§ 課題 1:
次の(a)〜(c)は、遠藤さんとキリスト教をめぐる文章の内容と合っていますか。
(a) ここで問題とするキリスト教は、信仰というより集団としての宗教と言ったほうがよいとされている。
(b) カトリック文学に従い善良な兎となって生活する社会は、真の楽園だとされている。
(c) 作り話の中で罪をおおうことは、自然に起こることだとされている。
それぞれ「はい」か「いいえ」で答え、決め手となる文章中の語句をそのまま引用してください。
§ 課題 2:
遠藤さんとキリスト教をめぐる文章にある「人為的に作り話の中で 罪をおおう。」という一文を英語に訳すと、どうなりますか。
§ 課題 3:
遠藤さんとキリスト教をめぐる文章の続きを、最後の一文の後から書き継いでください。

ここに確かにわたしたちの批判点があって それは 和服に仕立て直された洋服としての遠藤さんにとってのキリスト教(このばあいは 信仰というよりは集団としての宗教といったほうがよいでしょう)の問題 そして なおかつ このことには 言葉としてはきついですがあのきだみのるの描いてみせた《気違い部落の青春》等々の問題が横たわっている。
なぜなら このような警察官たるカトリック文学(それは 政治?)に従いこれによって 善良な兎となって生活する社会は じつに幻影の楽園 幻想の帝国のほかの実態ではないと思われます。

  • 罪が 動態的におおわれるのではなく この罪を あの同伴者イエスの・または森田ミツの像を想像することにおいて 見せない・言わせない・聞かせないのであり これが A階級人格論というまぼろしとなっている。人為的に作り話の中で 罪をおおう。作品はそのために 存在すると言おうとしている。

§ 保存データ:
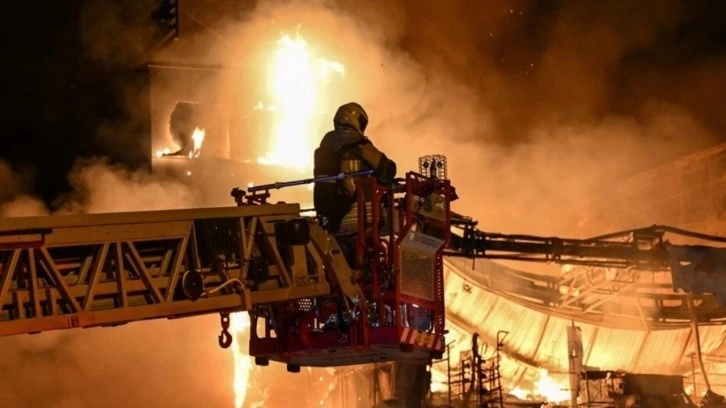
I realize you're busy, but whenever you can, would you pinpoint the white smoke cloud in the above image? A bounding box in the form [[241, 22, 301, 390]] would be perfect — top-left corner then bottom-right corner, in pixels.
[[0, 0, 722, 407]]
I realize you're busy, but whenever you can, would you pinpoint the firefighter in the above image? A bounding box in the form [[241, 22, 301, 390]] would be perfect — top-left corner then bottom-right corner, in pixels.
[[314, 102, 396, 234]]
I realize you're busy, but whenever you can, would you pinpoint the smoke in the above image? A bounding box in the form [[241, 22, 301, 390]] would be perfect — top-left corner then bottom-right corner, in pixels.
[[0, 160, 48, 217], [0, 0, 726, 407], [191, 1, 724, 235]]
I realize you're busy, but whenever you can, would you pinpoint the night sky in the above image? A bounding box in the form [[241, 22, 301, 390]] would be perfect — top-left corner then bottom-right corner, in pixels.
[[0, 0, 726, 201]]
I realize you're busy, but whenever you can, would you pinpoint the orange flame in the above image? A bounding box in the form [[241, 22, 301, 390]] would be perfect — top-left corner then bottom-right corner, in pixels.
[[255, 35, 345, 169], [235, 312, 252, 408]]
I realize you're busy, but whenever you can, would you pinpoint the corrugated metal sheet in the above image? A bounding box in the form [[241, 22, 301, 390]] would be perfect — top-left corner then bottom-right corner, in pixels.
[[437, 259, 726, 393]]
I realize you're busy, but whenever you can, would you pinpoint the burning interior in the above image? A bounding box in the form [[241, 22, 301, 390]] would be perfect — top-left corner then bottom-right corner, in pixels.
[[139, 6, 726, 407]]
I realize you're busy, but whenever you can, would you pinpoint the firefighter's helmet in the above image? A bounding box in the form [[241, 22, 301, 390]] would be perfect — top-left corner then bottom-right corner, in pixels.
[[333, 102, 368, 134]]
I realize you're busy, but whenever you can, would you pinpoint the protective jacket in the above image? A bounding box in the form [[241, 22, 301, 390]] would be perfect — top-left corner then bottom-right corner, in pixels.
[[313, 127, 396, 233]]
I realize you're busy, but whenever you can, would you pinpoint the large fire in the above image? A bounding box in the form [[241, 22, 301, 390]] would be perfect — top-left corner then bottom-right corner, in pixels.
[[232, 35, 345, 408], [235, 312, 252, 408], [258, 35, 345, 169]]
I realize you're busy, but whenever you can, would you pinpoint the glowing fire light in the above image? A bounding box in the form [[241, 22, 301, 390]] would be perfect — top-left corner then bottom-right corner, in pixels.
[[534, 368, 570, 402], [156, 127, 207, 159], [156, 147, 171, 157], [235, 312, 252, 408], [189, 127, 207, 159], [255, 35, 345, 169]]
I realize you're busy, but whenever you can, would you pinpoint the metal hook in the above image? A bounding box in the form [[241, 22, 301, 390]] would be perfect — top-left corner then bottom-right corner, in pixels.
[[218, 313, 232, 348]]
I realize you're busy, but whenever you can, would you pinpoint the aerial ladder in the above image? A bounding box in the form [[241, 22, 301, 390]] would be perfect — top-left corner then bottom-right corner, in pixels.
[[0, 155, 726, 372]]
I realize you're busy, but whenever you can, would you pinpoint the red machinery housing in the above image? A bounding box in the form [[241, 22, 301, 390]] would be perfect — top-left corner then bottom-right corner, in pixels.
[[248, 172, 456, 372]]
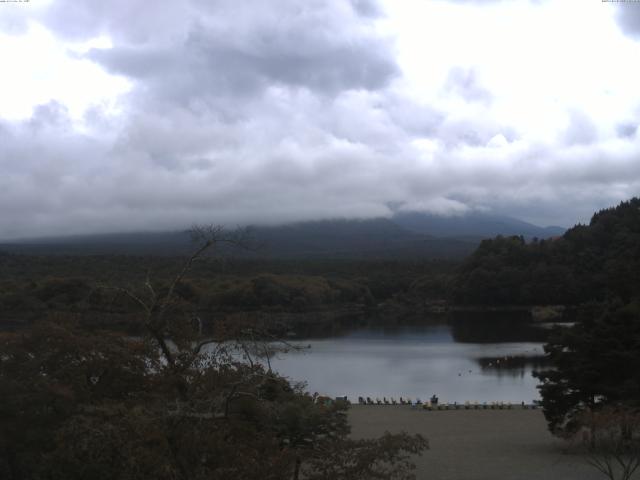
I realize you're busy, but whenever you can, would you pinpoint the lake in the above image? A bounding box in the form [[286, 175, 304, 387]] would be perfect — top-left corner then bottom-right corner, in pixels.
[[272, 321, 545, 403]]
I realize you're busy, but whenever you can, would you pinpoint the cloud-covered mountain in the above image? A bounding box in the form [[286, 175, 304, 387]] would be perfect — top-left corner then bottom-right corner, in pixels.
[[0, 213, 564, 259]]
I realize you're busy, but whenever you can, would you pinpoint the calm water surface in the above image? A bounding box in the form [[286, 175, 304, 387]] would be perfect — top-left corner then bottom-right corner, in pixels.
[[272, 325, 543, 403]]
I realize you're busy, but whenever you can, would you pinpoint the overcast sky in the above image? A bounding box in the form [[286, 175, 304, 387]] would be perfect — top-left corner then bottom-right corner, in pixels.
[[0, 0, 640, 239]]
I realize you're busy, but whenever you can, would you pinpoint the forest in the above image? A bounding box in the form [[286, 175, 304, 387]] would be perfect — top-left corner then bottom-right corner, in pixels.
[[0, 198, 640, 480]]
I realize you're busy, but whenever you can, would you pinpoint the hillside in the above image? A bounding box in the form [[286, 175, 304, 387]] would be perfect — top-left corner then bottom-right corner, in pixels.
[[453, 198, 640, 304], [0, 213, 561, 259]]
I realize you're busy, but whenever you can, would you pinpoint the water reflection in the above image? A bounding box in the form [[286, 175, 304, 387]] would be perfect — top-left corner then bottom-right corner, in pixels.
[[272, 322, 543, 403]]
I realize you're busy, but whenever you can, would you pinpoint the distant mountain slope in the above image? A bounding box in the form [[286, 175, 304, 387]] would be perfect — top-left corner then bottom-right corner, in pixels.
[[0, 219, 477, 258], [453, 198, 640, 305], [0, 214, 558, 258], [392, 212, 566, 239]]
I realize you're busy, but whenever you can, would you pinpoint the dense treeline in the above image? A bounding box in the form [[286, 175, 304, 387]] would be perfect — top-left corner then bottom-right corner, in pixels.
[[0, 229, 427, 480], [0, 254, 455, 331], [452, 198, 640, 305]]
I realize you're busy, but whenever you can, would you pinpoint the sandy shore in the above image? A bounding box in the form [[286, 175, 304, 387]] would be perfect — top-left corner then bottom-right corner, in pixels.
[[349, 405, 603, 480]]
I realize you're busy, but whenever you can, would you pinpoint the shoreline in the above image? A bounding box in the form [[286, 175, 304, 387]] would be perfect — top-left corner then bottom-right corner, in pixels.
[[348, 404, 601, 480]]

§ 回答 1:
(a) はい：「信仰というよりは集団としての宗教といったほうがよいでしょう」
(b) いいえ：「じつに幻影の楽園 幻想の帝国のほかの実態ではないと思われます」
(c) いいえ：「人為的に作り話の中で 罪をおおう。」

§ 回答 2:
Sin is artificially covered over within a made-up story.

§ 回答 3:
もし反対に 仮りにあのユダヤ教ユダヤ社会が なお言うところの《苛酷な厳しい神のイメージ》をもって 犯すべからざる律法によって 人びとは逆に《鷹や猟師》にならなければならないと言いあって 生活しているのだとしたなら そのように内容を異にして 同じくそれは 幻想の楽園 幻影の帝国であることのほかの実態ではないと言わざるをえないからです。
要するに そのイメージが《きびしい》であれ《優しい》であれその神を想像において抱いて 鷹の律法あるいは兎の安全の道をもって これを越えてはならないと ますます人びとに罪の自覚を促しつつ生きる社会が それです。
矛盾構造がじつは 人びとの現実であり これは そのまま開かれた・人間的な・動態的にして発展する過程なのではないでしょうか。わたしたちは キリスト教の教義はわかりませんから ただこのことを確認し しかもこの開かれた動態を 想像において 一面的なあの《復活》の像を置くことによって 閉じられた兎の社会とすることには 反対せざるを得ないと述べてきました。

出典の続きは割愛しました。